→ **Record excerpts**:
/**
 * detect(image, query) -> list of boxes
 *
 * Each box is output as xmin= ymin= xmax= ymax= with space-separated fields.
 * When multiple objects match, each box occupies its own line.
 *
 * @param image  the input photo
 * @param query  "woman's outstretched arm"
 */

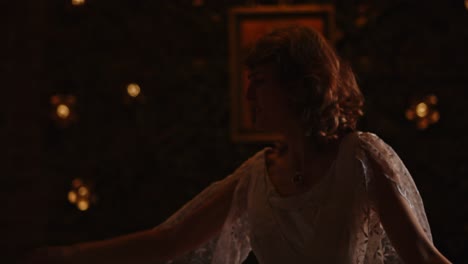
xmin=368 ymin=155 xmax=452 ymax=264
xmin=27 ymin=176 xmax=239 ymax=264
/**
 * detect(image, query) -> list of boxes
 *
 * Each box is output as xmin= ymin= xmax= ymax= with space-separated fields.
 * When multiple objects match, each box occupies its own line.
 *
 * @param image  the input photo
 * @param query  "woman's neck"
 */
xmin=277 ymin=131 xmax=340 ymax=176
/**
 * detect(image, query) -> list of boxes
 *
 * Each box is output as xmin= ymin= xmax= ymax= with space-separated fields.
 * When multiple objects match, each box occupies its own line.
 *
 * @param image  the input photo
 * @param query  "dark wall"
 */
xmin=1 ymin=0 xmax=48 ymax=262
xmin=2 ymin=0 xmax=467 ymax=263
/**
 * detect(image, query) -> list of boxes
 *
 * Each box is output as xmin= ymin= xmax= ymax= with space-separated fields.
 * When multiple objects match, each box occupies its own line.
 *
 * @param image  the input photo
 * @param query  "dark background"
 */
xmin=1 ymin=0 xmax=467 ymax=263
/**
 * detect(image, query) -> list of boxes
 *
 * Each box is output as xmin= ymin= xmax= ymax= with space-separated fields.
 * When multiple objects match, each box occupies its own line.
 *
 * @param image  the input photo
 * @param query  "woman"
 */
xmin=27 ymin=26 xmax=451 ymax=264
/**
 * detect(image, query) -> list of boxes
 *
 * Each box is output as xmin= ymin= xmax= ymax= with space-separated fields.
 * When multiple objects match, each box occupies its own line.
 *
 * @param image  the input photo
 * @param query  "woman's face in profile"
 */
xmin=246 ymin=64 xmax=299 ymax=134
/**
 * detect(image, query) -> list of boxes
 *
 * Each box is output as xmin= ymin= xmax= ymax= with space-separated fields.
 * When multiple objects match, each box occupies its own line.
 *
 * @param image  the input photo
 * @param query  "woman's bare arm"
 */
xmin=368 ymin=156 xmax=452 ymax=264
xmin=32 ymin=177 xmax=239 ymax=264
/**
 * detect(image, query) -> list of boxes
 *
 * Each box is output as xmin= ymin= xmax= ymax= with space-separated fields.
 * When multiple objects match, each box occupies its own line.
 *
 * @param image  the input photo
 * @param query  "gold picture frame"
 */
xmin=228 ymin=4 xmax=335 ymax=143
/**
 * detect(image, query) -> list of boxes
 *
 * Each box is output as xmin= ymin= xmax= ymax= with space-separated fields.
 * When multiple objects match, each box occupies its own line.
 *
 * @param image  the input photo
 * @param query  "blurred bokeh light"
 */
xmin=127 ymin=83 xmax=141 ymax=98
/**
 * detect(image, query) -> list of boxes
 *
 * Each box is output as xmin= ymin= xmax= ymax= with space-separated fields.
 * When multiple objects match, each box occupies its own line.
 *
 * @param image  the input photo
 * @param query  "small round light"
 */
xmin=68 ymin=191 xmax=77 ymax=204
xmin=78 ymin=186 xmax=89 ymax=196
xmin=430 ymin=111 xmax=440 ymax=123
xmin=417 ymin=119 xmax=429 ymax=130
xmin=127 ymin=83 xmax=141 ymax=98
xmin=72 ymin=178 xmax=83 ymax=188
xmin=72 ymin=0 xmax=85 ymax=6
xmin=415 ymin=102 xmax=428 ymax=118
xmin=56 ymin=104 xmax=70 ymax=119
xmin=50 ymin=95 xmax=60 ymax=105
xmin=405 ymin=109 xmax=415 ymax=120
xmin=427 ymin=94 xmax=438 ymax=105
xmin=77 ymin=200 xmax=90 ymax=211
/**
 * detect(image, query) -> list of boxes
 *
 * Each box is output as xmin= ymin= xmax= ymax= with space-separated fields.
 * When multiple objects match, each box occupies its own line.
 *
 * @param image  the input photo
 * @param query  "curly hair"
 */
xmin=244 ymin=25 xmax=364 ymax=144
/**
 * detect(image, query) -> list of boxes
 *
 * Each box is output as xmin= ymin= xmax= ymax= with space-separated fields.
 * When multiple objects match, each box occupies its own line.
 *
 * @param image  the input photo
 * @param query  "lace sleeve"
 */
xmin=356 ymin=132 xmax=432 ymax=241
xmin=153 ymin=154 xmax=255 ymax=264
xmin=354 ymin=132 xmax=433 ymax=264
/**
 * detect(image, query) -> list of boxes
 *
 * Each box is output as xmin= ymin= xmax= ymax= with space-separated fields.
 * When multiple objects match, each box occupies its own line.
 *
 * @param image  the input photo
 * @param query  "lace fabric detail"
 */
xmin=155 ymin=152 xmax=259 ymax=264
xmin=211 ymin=170 xmax=251 ymax=263
xmin=355 ymin=132 xmax=433 ymax=264
xmin=154 ymin=132 xmax=432 ymax=264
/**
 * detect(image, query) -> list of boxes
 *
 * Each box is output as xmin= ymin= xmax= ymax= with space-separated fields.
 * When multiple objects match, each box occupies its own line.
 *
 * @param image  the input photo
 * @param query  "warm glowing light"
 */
xmin=127 ymin=83 xmax=141 ymax=98
xmin=68 ymin=191 xmax=77 ymax=204
xmin=430 ymin=111 xmax=440 ymax=123
xmin=192 ymin=0 xmax=204 ymax=6
xmin=405 ymin=109 xmax=415 ymax=120
xmin=355 ymin=16 xmax=368 ymax=28
xmin=417 ymin=119 xmax=429 ymax=130
xmin=415 ymin=102 xmax=428 ymax=118
xmin=50 ymin=95 xmax=60 ymax=105
xmin=72 ymin=0 xmax=85 ymax=6
xmin=78 ymin=186 xmax=89 ymax=196
xmin=69 ymin=178 xmax=95 ymax=211
xmin=77 ymin=200 xmax=89 ymax=211
xmin=465 ymin=0 xmax=468 ymax=11
xmin=56 ymin=104 xmax=70 ymax=119
xmin=407 ymin=94 xmax=440 ymax=130
xmin=427 ymin=94 xmax=438 ymax=105
xmin=72 ymin=178 xmax=83 ymax=188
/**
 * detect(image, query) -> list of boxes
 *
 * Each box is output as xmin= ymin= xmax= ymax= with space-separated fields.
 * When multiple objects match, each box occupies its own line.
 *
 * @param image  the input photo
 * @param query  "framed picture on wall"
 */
xmin=228 ymin=4 xmax=335 ymax=143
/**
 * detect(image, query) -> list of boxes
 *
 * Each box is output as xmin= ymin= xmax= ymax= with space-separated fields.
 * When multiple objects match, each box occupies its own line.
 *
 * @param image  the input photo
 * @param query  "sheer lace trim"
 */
xmin=155 ymin=132 xmax=432 ymax=264
xmin=355 ymin=132 xmax=433 ymax=264
xmin=155 ymin=150 xmax=263 ymax=264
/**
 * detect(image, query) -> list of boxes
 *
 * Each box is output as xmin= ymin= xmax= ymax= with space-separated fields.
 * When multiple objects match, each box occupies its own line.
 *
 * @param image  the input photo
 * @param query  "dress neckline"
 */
xmin=262 ymin=132 xmax=355 ymax=209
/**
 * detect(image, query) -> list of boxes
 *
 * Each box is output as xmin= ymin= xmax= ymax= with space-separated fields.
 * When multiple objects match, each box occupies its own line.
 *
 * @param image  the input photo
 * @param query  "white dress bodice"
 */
xmin=159 ymin=131 xmax=432 ymax=264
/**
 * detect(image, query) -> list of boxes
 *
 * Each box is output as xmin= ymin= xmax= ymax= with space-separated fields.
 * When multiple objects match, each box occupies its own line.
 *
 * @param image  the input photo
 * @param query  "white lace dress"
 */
xmin=156 ymin=131 xmax=433 ymax=263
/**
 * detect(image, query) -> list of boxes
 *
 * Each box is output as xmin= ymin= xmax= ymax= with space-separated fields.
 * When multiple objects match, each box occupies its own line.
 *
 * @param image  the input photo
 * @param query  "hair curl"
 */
xmin=244 ymin=25 xmax=364 ymax=144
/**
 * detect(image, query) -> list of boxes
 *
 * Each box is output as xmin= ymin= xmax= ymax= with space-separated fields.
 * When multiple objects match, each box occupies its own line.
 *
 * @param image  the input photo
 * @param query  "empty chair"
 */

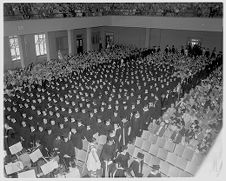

→ **Your objective**: Read through the listing and copy each line in which the word "light" occurs.

→ **Response to this task**:
 * @param query  "blurred bokeh light"
 * @param query  "small round light"
 * @param query  "warm glowing light"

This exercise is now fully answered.